_Problem to work on:_
From the text on the Order of the Solar Temple, return the passage that begins at the words "TEMPLE SOLAIRE ." and stops after "various European governments.", copied word for word.

Temple Solaire

views updated

TEMPLE SOLAIRE

TEMPLE SOLAIRE . The Order of the Solar Temple, a European esoteric movement, shocked European public opinion with its mass suicides and homicides of 1994, 1995, and 1997, and it had a crucial effect on subsequent anticult activity by various European governments.

The Arginy Movement

A whole group of new religious movements flourish with foundational mythologies connected to the medieval Knights Templars. Most trace their origin to the Order of the Temple founded in 1805 by Bernard-Raymond Fabré-Palaprat (17771838), a French physician and Freemason. After Palaprat's death, the movement went through a number of schisms, and by 1950 more than one hundred small neo-Templar bodies were in existence throughout the world. New groups emerged during the 1950s, some of them claiming mystical experiences in which their founders were directly initiated as Knights Templars from the spirit world by ascended "Masters of the Temple."

Jacques Breyer (19221996), a prolific French esoteric author, claimed to have had such an experience with two companions on June 12, 1952, in the ruins of Arginy Castle in France. These events led to the establishment of the Sovereign Order of the Solar Temple (Ordre Souverain du Temple Solaire, or OSTS). In the 1960s Julien Origas (19201983), an interpreter who had served four years in jail for his wartime activities as a Nazi collaborator, became associated with the Arginy movement, and established the Renewed Order of the Temple (Ordre Rénové du Temple, or ORT) as an independent but related branch of the OSTS. On March 21, 1981, the leaders of OSTS and ORT converged in a mystical ceremony in Geneva on the premises of a third organization, also recognized by Breyer as part of the Arginy movement: the Golden Way Foundation, established by Joseph Di Mambro (19241994). The ceremony wasaccording to Di Mambroat least as important as the Arginy experience, and was later cited as the founding date of the Order of the Solar Temple.

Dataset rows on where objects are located
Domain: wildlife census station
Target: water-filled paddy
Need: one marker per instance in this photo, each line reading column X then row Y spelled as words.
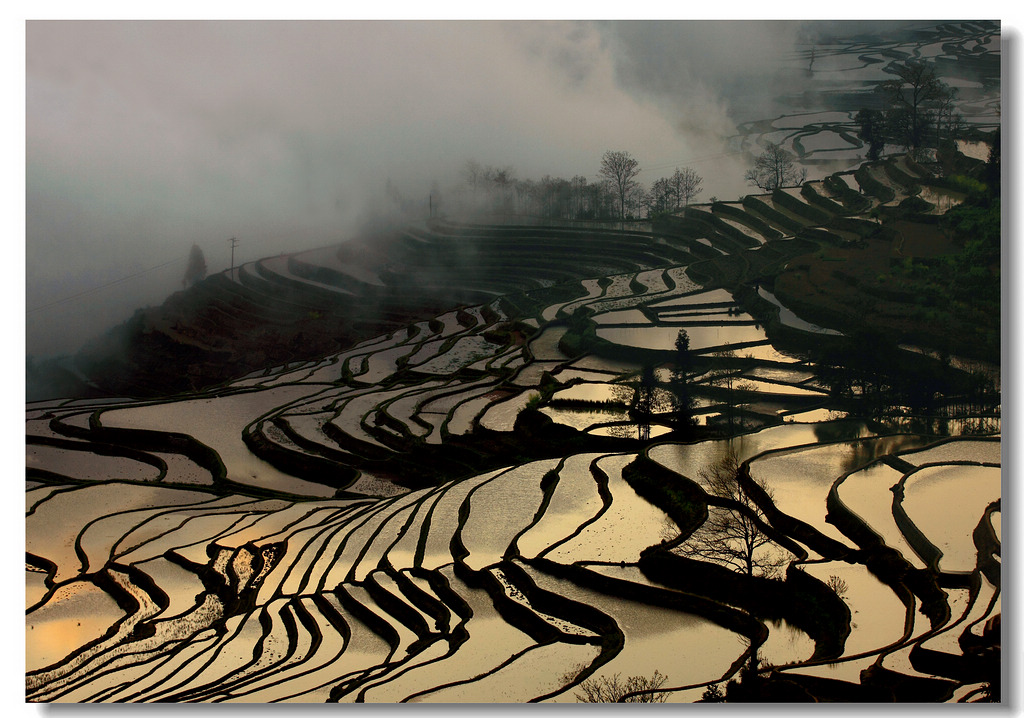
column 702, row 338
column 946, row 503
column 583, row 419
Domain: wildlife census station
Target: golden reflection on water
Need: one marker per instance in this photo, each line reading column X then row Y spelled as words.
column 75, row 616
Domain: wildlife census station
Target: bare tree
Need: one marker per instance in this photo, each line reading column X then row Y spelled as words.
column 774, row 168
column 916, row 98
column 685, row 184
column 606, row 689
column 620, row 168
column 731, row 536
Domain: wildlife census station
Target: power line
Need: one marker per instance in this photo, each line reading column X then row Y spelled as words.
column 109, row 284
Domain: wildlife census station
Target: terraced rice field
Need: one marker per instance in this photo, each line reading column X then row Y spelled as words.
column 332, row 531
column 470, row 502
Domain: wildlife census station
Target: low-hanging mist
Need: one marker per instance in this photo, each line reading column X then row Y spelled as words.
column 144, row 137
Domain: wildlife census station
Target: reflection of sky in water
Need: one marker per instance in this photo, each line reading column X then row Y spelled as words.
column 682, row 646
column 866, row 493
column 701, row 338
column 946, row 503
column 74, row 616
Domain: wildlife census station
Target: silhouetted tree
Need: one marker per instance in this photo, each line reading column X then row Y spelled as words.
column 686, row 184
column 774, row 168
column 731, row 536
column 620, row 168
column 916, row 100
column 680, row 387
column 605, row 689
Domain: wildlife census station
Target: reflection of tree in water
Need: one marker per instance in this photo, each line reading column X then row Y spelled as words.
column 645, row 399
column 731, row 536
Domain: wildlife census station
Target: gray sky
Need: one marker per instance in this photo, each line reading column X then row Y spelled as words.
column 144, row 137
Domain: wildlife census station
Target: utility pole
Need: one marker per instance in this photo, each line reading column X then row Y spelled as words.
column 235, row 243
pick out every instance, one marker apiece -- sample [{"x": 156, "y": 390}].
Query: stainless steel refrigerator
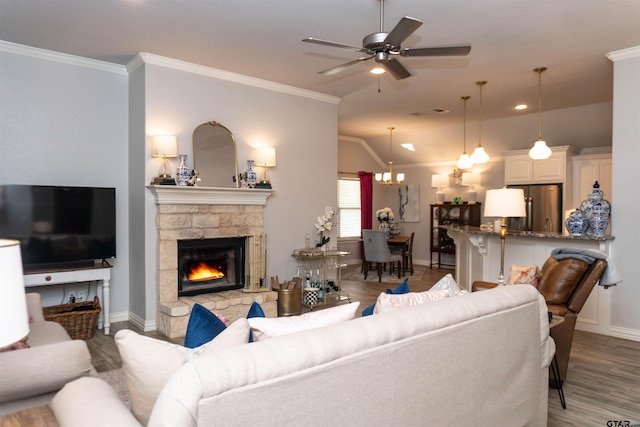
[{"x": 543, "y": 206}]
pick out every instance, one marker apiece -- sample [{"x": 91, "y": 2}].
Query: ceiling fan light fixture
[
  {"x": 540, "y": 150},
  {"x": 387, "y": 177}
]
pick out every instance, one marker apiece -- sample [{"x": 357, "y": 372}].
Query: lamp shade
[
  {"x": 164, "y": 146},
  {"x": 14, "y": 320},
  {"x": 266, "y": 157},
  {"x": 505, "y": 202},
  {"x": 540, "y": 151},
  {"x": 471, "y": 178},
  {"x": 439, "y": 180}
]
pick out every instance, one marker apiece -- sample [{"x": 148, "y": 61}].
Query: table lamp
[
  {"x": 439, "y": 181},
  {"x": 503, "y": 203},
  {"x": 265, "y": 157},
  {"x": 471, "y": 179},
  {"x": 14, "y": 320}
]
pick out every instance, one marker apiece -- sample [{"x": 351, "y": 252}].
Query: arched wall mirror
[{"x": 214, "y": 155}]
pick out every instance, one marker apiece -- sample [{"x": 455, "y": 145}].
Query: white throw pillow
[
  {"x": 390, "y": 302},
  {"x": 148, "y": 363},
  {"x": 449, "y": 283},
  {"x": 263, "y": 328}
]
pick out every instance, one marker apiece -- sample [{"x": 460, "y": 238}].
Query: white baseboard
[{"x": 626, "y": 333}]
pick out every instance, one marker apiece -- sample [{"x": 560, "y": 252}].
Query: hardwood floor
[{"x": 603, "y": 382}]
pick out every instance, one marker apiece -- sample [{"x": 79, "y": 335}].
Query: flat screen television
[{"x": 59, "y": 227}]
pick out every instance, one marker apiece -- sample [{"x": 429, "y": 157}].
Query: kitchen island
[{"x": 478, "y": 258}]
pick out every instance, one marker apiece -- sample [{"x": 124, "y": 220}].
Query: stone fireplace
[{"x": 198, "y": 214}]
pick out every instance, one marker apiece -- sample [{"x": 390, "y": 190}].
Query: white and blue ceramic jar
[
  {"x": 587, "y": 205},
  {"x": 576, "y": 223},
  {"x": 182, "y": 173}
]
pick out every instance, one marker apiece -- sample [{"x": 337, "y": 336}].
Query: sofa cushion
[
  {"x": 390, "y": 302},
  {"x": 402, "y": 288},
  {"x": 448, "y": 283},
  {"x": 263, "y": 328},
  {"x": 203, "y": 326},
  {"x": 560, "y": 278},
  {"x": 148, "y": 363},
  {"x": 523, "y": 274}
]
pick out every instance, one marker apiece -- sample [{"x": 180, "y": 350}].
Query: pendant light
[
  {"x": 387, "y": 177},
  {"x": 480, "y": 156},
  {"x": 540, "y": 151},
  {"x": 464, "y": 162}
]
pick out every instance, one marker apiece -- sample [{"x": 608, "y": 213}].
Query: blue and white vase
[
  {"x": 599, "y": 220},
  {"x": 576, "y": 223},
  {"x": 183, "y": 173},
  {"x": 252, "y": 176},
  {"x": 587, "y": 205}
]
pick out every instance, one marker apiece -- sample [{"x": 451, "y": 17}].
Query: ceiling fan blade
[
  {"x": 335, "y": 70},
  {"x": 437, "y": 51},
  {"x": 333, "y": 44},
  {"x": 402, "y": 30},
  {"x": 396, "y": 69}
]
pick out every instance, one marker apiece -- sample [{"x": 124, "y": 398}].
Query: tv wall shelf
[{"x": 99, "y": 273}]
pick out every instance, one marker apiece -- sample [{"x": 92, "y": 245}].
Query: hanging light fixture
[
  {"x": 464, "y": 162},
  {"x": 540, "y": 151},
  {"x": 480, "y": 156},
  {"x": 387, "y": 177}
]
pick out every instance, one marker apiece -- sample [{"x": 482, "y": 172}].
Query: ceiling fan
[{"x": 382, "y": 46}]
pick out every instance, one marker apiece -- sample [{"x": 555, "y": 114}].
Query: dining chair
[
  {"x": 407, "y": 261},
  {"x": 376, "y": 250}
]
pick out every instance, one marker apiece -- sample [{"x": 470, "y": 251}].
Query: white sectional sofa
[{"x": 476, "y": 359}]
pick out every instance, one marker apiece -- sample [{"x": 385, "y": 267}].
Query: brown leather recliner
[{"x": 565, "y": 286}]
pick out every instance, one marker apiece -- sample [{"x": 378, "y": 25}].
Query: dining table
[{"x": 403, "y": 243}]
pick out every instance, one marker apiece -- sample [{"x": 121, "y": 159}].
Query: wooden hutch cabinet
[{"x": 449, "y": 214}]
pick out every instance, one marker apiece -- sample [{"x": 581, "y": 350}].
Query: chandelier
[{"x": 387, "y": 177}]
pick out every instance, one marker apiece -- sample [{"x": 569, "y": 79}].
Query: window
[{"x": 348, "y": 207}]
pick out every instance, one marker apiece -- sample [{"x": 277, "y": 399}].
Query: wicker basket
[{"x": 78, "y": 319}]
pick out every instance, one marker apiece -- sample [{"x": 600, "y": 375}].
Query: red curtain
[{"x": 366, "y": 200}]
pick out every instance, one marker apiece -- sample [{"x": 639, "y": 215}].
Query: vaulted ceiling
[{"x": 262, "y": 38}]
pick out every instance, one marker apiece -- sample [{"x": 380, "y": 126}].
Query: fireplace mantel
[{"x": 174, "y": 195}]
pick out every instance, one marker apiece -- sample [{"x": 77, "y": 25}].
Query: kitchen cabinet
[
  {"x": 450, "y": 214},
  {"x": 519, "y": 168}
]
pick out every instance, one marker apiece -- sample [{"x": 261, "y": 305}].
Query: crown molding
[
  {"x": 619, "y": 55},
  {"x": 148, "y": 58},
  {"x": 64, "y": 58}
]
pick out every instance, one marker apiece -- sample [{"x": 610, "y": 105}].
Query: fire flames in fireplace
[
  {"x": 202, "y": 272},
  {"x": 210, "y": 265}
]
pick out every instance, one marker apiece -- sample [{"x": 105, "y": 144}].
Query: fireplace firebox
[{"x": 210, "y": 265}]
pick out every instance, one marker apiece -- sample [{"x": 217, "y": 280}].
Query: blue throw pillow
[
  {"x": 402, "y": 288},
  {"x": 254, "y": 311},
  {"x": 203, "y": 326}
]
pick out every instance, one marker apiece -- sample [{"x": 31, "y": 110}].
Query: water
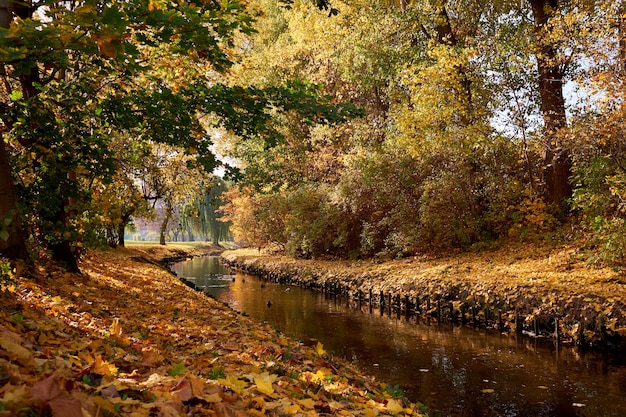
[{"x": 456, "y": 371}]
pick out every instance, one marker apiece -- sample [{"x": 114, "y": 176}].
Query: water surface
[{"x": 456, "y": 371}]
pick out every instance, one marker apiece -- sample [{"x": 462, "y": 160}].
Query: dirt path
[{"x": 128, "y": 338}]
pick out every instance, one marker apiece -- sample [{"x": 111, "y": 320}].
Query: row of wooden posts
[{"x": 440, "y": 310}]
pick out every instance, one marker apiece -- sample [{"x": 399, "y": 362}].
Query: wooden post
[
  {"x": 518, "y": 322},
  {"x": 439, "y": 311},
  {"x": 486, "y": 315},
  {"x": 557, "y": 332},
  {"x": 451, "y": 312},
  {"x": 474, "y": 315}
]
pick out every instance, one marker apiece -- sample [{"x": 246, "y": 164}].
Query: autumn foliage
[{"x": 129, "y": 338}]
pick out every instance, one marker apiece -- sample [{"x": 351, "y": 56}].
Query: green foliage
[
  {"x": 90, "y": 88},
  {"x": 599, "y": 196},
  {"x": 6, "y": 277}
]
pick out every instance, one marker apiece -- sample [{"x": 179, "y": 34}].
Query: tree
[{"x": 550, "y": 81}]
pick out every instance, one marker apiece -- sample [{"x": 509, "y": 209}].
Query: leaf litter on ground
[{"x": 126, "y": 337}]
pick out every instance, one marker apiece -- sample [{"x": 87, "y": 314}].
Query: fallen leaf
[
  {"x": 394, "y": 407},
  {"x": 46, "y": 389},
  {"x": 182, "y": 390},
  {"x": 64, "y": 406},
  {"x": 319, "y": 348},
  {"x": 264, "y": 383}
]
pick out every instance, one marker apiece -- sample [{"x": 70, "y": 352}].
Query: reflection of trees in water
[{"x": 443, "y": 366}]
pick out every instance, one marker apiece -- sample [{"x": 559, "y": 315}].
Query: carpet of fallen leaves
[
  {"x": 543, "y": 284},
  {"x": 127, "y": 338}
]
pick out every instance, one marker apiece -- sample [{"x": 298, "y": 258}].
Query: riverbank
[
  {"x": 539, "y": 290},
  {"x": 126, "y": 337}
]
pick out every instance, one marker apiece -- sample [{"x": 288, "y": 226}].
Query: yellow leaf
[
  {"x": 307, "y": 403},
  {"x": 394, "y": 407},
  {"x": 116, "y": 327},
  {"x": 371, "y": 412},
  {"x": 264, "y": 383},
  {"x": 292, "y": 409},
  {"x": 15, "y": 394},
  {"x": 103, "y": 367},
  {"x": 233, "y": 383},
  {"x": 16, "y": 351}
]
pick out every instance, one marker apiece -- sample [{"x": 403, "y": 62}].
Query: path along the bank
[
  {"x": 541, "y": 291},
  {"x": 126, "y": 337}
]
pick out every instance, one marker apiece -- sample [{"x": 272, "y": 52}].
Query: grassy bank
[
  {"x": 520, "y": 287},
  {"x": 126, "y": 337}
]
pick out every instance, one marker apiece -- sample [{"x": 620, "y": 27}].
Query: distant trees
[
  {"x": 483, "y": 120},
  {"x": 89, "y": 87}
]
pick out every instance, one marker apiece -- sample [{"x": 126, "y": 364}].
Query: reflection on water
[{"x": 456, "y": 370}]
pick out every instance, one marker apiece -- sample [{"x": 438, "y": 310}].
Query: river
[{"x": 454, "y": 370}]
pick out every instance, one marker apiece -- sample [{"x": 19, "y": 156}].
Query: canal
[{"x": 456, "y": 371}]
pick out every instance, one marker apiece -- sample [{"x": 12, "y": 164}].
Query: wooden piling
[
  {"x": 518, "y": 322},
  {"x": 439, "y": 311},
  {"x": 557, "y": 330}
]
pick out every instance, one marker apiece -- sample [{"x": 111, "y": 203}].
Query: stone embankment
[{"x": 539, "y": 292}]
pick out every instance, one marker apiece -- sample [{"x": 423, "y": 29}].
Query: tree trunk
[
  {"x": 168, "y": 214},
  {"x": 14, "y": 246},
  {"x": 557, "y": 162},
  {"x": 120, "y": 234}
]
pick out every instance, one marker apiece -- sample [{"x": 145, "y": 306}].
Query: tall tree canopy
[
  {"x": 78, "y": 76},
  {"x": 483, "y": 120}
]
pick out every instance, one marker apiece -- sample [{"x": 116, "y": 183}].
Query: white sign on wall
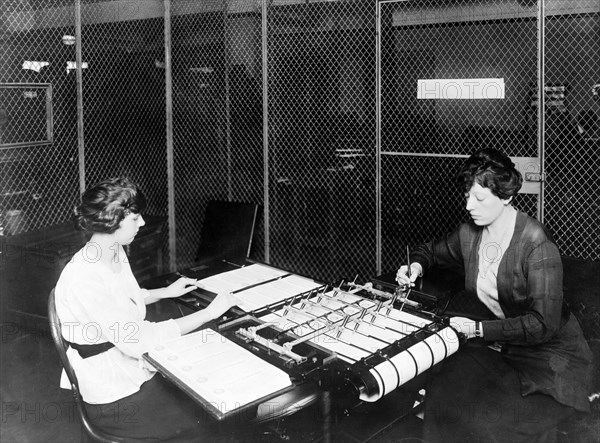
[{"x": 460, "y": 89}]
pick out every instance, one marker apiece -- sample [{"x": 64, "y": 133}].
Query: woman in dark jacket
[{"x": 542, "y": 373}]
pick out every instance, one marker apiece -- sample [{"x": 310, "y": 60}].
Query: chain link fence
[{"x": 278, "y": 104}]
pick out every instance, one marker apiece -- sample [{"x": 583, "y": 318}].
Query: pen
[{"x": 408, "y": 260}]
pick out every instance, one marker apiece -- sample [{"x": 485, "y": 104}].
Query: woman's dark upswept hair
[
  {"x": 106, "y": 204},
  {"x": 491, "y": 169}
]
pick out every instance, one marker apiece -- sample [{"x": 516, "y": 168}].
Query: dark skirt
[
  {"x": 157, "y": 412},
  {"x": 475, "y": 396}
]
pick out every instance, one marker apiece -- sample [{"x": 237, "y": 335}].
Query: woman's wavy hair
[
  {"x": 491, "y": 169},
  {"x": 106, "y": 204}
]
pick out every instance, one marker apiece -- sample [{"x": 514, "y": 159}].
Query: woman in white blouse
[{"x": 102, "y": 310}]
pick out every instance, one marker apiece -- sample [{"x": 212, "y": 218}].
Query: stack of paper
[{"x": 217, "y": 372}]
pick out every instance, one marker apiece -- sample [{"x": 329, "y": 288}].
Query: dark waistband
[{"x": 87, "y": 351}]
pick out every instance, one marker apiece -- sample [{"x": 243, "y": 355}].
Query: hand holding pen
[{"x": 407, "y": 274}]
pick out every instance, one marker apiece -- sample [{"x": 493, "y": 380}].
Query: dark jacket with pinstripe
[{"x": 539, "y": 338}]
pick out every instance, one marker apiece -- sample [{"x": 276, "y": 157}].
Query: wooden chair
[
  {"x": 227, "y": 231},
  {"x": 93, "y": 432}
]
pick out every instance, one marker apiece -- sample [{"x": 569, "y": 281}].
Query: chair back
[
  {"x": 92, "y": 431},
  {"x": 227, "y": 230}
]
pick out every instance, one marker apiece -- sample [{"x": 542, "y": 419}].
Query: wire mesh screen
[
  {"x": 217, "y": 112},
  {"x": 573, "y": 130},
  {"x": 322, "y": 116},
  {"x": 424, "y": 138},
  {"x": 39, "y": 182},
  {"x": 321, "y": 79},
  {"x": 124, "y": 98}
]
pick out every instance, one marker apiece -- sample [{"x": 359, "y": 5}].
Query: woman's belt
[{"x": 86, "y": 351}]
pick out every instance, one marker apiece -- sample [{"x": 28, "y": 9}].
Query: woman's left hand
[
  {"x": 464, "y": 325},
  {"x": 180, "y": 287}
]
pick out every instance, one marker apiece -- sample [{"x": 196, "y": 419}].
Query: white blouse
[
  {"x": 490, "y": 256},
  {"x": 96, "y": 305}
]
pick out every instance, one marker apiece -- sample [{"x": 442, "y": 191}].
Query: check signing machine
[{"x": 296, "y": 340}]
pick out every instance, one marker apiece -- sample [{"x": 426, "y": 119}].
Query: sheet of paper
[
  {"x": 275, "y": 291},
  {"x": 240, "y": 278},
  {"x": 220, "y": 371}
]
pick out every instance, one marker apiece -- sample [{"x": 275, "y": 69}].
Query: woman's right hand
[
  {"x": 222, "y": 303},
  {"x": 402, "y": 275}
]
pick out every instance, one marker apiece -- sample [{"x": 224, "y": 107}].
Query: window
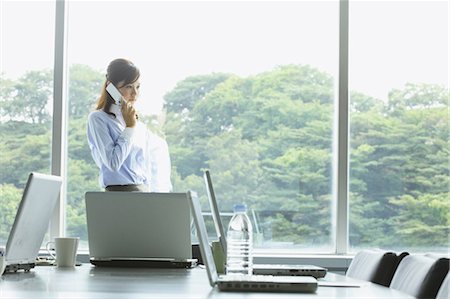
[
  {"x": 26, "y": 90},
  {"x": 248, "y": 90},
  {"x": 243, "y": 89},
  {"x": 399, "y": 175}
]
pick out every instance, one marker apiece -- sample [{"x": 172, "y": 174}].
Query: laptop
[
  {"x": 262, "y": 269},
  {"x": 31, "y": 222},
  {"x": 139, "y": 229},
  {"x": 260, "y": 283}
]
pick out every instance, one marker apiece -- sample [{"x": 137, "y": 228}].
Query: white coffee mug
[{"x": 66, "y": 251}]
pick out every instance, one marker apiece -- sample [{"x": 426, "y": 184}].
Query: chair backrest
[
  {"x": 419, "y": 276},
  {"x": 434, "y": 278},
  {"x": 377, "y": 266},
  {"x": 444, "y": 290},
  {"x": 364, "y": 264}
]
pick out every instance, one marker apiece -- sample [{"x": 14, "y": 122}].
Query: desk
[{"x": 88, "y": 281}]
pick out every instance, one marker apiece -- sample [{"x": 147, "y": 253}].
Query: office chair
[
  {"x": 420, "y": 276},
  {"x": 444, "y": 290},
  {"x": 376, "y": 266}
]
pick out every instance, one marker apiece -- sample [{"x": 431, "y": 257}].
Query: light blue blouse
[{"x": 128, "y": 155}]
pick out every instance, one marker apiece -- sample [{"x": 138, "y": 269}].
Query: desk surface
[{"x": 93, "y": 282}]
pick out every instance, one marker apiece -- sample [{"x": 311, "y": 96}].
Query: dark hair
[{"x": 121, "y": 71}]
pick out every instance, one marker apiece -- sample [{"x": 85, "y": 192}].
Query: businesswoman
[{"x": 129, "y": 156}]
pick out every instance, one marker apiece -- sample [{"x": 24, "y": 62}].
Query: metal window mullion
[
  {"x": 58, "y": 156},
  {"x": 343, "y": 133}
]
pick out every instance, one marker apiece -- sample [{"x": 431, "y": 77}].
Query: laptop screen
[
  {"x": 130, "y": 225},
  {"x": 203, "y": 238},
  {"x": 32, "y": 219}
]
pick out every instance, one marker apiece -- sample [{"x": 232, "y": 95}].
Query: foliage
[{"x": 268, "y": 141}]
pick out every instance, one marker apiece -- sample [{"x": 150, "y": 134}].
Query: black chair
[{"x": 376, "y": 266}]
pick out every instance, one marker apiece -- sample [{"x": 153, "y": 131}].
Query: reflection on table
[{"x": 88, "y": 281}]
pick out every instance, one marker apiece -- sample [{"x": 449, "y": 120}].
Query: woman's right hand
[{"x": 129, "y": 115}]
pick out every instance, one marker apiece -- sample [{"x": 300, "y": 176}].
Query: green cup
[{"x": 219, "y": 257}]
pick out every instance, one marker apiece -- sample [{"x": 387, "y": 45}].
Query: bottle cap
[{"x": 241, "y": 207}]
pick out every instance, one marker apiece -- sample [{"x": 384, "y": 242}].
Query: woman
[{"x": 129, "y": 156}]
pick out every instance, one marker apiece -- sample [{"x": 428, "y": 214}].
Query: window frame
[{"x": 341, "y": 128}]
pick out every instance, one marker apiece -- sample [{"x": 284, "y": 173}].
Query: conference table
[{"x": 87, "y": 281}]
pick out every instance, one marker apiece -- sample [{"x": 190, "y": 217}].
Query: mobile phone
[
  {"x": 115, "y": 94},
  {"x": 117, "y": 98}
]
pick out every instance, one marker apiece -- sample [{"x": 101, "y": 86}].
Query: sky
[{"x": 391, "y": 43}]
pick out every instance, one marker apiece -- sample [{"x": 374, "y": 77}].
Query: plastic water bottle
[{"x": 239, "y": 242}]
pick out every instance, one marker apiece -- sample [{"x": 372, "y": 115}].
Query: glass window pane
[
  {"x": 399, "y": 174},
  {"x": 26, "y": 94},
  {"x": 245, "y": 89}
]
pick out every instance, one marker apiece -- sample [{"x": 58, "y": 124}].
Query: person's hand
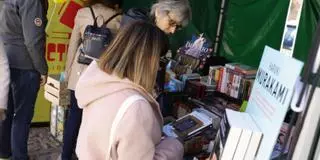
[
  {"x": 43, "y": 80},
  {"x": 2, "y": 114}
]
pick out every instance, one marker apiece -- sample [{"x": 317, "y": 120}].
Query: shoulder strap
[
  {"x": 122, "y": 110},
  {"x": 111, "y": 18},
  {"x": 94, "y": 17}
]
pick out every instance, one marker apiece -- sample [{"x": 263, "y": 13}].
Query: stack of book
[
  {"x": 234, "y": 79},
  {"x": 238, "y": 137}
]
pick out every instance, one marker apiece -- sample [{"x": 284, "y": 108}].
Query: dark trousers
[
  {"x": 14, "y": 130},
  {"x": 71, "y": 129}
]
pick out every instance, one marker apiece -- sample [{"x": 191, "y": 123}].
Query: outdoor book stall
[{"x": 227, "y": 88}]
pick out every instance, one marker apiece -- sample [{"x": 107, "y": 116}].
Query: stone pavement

_Written response:_
TEMPLE SOLAIRE . The Order of the Solar Temple, a European esoteric movement, shocked European public opinion with its mass suicides and homicides of 1994, 1995, and 1997, and it had a crucial effect on subsequent anticult activity by various European governments.